WHAT YOU HAVE TO DO
Rewrite all of the records below, changing each "Pest-scouting request" to "Labeling request" and keeping everything else the same. Omit the pictures from your answer.

EXERCISE INPUT
— Start —
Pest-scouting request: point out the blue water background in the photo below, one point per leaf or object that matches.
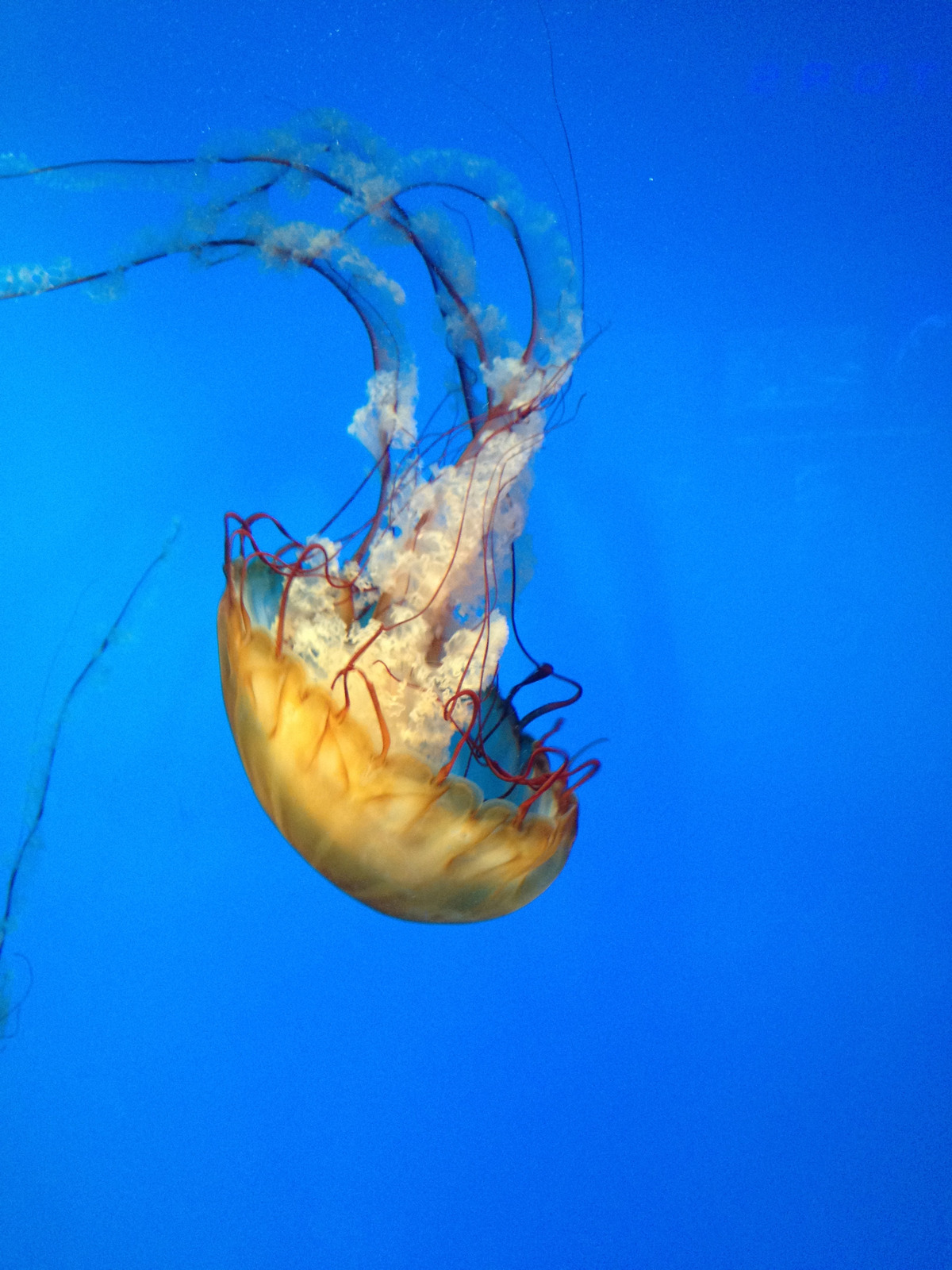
(723, 1039)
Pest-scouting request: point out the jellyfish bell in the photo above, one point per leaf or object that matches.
(361, 671)
(355, 686)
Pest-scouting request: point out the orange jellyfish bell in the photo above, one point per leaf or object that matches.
(361, 675)
(361, 672)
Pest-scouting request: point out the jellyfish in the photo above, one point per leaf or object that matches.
(359, 664)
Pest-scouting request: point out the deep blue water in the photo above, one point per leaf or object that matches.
(723, 1038)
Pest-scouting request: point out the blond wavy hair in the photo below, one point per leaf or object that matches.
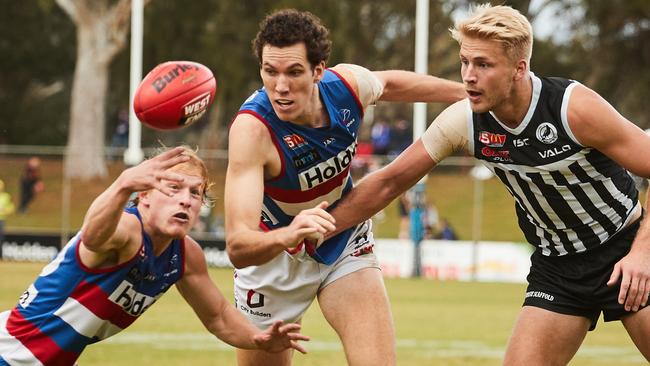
(498, 23)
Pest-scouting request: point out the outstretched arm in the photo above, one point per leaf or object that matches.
(399, 86)
(106, 227)
(221, 318)
(447, 133)
(376, 190)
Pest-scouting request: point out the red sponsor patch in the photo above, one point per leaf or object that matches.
(492, 139)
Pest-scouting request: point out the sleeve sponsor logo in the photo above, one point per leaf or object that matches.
(491, 139)
(294, 141)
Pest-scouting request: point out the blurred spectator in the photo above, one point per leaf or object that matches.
(121, 135)
(6, 209)
(403, 207)
(445, 231)
(30, 183)
(362, 161)
(401, 137)
(430, 220)
(380, 137)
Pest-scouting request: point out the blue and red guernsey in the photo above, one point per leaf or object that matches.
(315, 161)
(70, 306)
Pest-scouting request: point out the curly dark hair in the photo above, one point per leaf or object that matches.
— End —
THE REPLY
Labeling request: point out the blue water background in the photo below, one point per leaf or object that matches.
(723, 1039)
Labeling request: point out the jellyfish bell in the photo above, one point per leaf or object that matches.
(361, 671)
(355, 686)
Labeling request: point out the orange jellyfish bell in the photo above, one point per leaf or object that matches.
(361, 675)
(361, 672)
Labeling request: point out the jellyfish in the photo above, one point per leaf or object that matches.
(359, 664)
Labeling request: point out the deep blue water in the photo above, one point per leaf or object that matches.
(723, 1038)
Labeling request: point out the blond wavy hair in the photo below, one point per leaf or object that matches.
(498, 23)
Labeling request: point out the outstretched arm in the photo above, one point per leaf or object that matches.
(399, 86)
(106, 227)
(221, 318)
(447, 133)
(376, 190)
Labeling request: point out the red sponsor patch in the photo above, one point per leaf or object that matches.
(492, 139)
Labeling request: point out the sleeve sponsor logo in the photo above, one point per leaf or object that matches.
(491, 139)
(294, 141)
Labeling request: point out the blurred spectator in the photo above, one point per leaf or object that matches.
(121, 135)
(6, 209)
(403, 207)
(445, 231)
(30, 183)
(362, 161)
(401, 137)
(430, 220)
(380, 137)
Labeling request: point out the blue and red guernsey in the photo above, one point per leaf or object that matches.
(315, 161)
(70, 306)
Labeling request: point out the curly dark hair in the photo above, one point per leaf or object that matches.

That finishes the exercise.